Region pointing data:
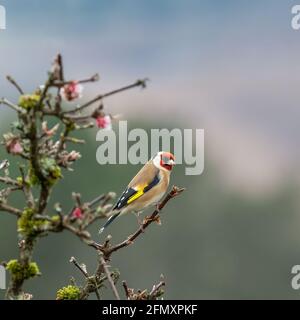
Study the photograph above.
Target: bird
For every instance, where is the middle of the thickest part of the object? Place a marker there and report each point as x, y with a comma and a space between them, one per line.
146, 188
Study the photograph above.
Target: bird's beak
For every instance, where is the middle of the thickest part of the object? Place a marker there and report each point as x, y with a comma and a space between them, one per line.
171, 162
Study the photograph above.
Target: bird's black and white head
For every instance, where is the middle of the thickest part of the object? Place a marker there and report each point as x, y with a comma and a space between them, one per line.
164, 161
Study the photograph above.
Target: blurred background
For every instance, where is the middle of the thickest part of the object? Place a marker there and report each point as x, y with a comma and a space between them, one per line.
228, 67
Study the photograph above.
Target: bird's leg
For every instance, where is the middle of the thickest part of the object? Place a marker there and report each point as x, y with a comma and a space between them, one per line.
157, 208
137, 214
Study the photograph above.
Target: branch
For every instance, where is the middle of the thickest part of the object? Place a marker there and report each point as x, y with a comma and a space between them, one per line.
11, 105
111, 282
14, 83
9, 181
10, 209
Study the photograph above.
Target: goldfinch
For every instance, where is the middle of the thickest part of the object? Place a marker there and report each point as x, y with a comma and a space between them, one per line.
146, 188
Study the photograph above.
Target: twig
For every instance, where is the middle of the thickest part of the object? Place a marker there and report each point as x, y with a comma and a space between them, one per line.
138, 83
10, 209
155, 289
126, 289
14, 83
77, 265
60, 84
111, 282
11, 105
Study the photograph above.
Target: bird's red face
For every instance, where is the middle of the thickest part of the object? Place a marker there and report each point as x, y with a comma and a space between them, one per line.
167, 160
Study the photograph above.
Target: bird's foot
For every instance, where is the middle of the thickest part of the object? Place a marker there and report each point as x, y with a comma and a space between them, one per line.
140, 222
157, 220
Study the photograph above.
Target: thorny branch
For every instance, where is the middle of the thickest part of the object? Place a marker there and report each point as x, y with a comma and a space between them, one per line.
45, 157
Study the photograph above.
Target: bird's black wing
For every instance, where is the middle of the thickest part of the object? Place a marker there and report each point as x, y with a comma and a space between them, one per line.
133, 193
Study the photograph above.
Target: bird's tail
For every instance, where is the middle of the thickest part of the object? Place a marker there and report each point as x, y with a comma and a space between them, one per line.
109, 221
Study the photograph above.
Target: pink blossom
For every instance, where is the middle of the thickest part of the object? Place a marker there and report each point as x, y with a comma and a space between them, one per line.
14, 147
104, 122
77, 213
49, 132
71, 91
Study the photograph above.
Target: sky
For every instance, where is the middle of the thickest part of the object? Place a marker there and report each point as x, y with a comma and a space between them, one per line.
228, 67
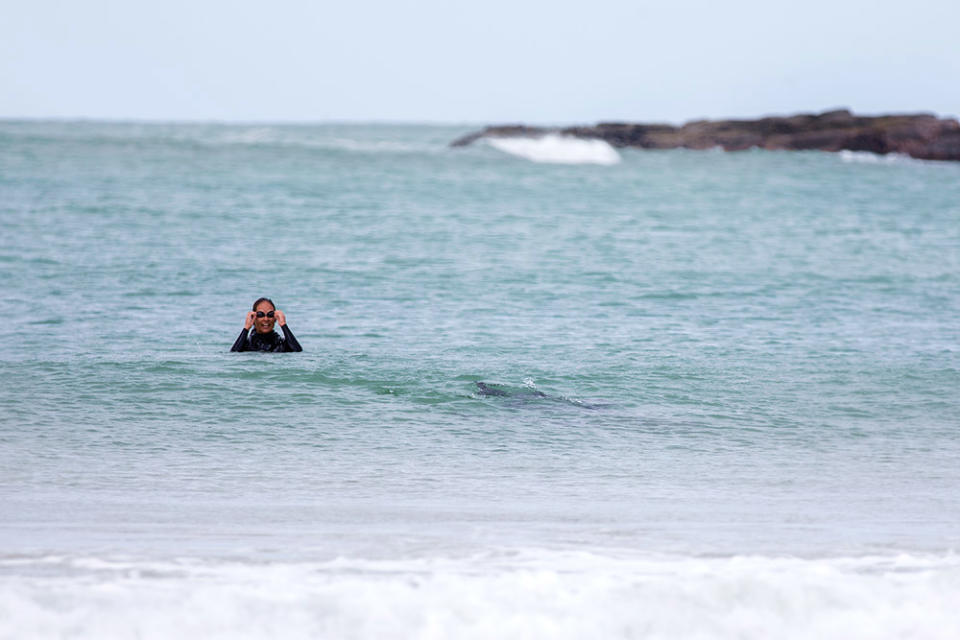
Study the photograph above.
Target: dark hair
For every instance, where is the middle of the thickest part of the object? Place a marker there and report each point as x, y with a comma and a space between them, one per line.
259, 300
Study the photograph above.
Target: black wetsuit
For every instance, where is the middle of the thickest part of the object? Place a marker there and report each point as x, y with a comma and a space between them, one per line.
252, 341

* Instructions to follow
Every line of the data should be transcribed exactly. Omit the images.

* Worked solution
Study the photograph above.
Target: bird
For every instance, where is the middle of the thickest part of the object? Place a marker there and report each point as x, y with a comma and a space between them, one per line.
146, 188
Study the photograph above.
Target: bird's beak
For every instance, where is the middle of the thickest part of the object? Place a marker there and report each point as x, y with a comma and a space between them, one per line.
171, 162
Study the photograph above.
Target: bird's black and white head
For every instance, where is the middle of the thickest part of the object? Place a marker there and report each point as x, y with a comma and a space between them, one per line.
164, 161
Study the photograph above.
Target: blurred background
For every instance, where is the middle of the thickest part of the object? Place a marker there and report each point as x, y with a comma and a space between them, one per line.
228, 67
Study the photograph above.
Target: bird's leg
For every instance, where is the middle of the thickest part of the object? Place a marker there and report each point as x, y with a comma and a space between them, one per line.
157, 208
137, 214
Study the photograph above.
Target: branch
For every instance, where is the middle of the thickest part of the object? Place a marker there and report each point as x, y with a comma and a space between them, one per line.
11, 105
111, 282
14, 83
9, 181
10, 209
Study the photograph above.
Target: goldfinch
For every instance, where is the middle of the thickest part of the object? Place a marker there and report each point as x, y with a comma and a space between them, one per line.
146, 188
Study the photograph above.
Target: twig
For every instance, where is the middle of the thickest part of the object? Place a marker there and report each point as x, y with a comma and a space between them, one per line.
138, 83
10, 209
155, 289
126, 289
14, 83
77, 265
60, 84
111, 282
11, 105
Study the photograph above.
Target: bird's red face
For every instance, where is the middle of the thickest part of the object? Place a marker there and report each point as x, y with a comma and a space between them, one per line.
167, 160
Study the photograph above.
Target: bird's foot
For every instance, where is the middle of the thickest part of the object? Place a marker there and report each point as x, y with a comma and a space between them, one per line.
140, 222
157, 220
Study the photograph above.
Target: thorny branch
For every instance, where is the middle of the thickest part of the object? Place a marker there and report each point as x, y with a comma and a space between them, one per line.
45, 157
Study the photograph above.
Target: bird's black wing
For every instance, where is the middle of the thickest part of the object? Place a marker there and report each point as x, y with a comma and a space between them, one per line.
133, 193
Study the photograph above.
Target: bird's tail
For every instance, where is the middle of the thickest part of the object? Place a marker there and report each point as x, y with a comma and a space between them, one per line.
109, 221
Study the photograph above.
Target: pink blossom
For every instance, where is the middle of the thickest part of the object? Place a marker there and report each point as x, y with a comma and a space between them, one per line.
14, 147
104, 122
77, 213
49, 132
71, 91
Study the photograph above.
Target: sky
For every instance, where is the middle of the thickest part of the object? Place a marker there and report each point as x, y with a comma and a space between them, one per line.
228, 67
Study the photograph above.
Target: dark hair
For every instance, where is the middle of the thickest part of the object? Place a marker there and report each point as x, y with a comma and a space between them, one per line.
259, 300
Study the photograph above.
Target: black wetsuit
For every instance, where is the middle of the thickest part of the object? Place a marker there and report each point as x, y with a comma and a space between them, one per line.
252, 341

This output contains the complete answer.